■ **Exercise directions**:
Please set down the data below word for word, starting at the line that contains "Request: Identify every white dress" and ending at the final line of the data.

■ **Records supplied**:
##############################

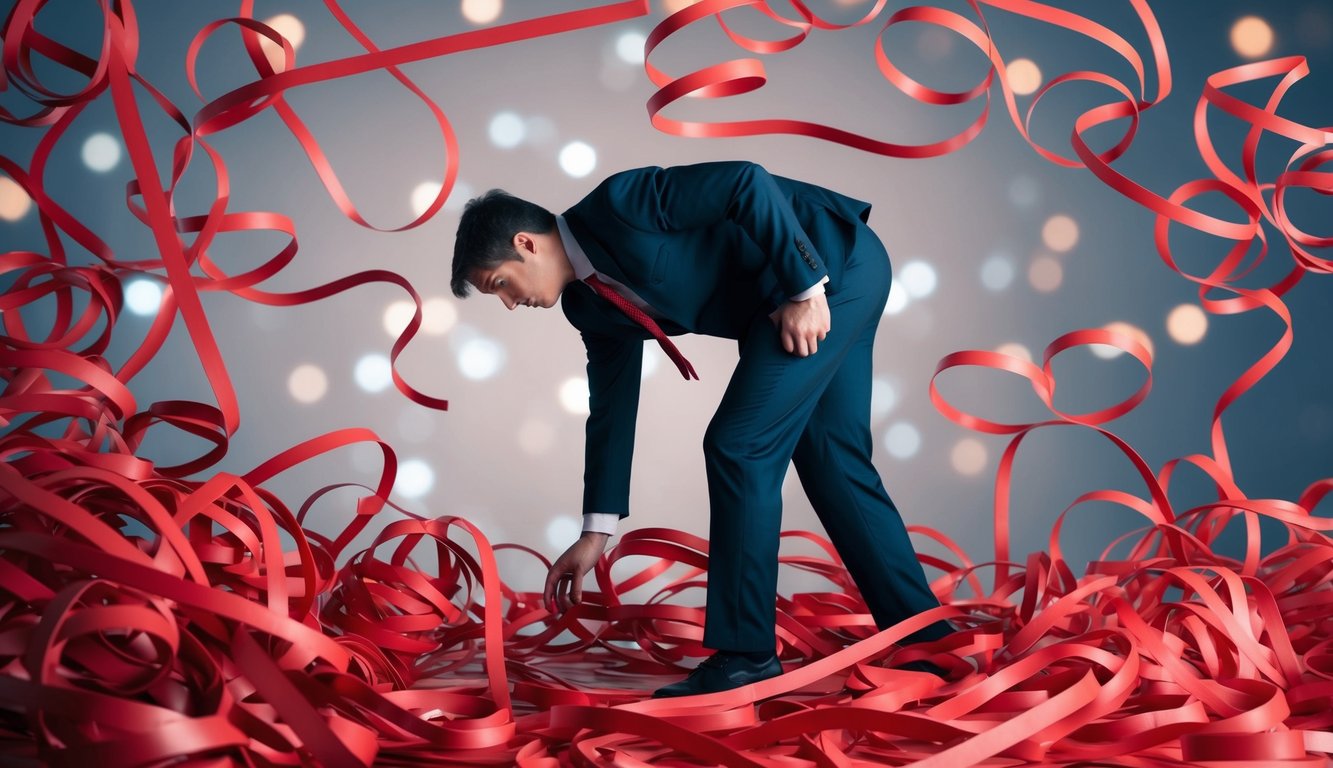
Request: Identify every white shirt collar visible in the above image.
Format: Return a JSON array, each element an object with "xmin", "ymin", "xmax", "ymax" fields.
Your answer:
[{"xmin": 556, "ymin": 216, "xmax": 596, "ymax": 280}]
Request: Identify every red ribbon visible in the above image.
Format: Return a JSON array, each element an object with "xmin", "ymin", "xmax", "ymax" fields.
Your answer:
[{"xmin": 0, "ymin": 0, "xmax": 1333, "ymax": 768}]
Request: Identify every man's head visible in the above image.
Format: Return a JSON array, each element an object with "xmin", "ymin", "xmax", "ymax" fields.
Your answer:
[{"xmin": 449, "ymin": 189, "xmax": 575, "ymax": 309}]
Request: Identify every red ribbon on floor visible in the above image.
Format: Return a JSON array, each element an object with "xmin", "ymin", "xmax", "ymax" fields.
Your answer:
[{"xmin": 0, "ymin": 0, "xmax": 1333, "ymax": 768}]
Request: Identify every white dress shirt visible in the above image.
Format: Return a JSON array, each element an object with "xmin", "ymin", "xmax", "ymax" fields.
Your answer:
[{"xmin": 556, "ymin": 216, "xmax": 829, "ymax": 536}]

##############################

■ **The result**:
Request: Identify every white dress shirt visible in the above image.
Format: Return a JSON array, each element an object with "xmin", "ymin", "xmax", "ymax" fields.
Your answer:
[{"xmin": 556, "ymin": 216, "xmax": 829, "ymax": 536}]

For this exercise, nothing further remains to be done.